PROBLEM DETAILS ▸
Set down all of the entries precisely as they were written.
• • • • • • •
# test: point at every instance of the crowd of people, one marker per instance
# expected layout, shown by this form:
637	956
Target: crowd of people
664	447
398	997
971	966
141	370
• • • • • • •
RESULT OF THIS TASK ▸
# test: point at every instance of the crowd of people, one marker per instance
# expected layout, shown by this form:
637	956
Target: crowd of people
664	447
398	997
971	966
141	370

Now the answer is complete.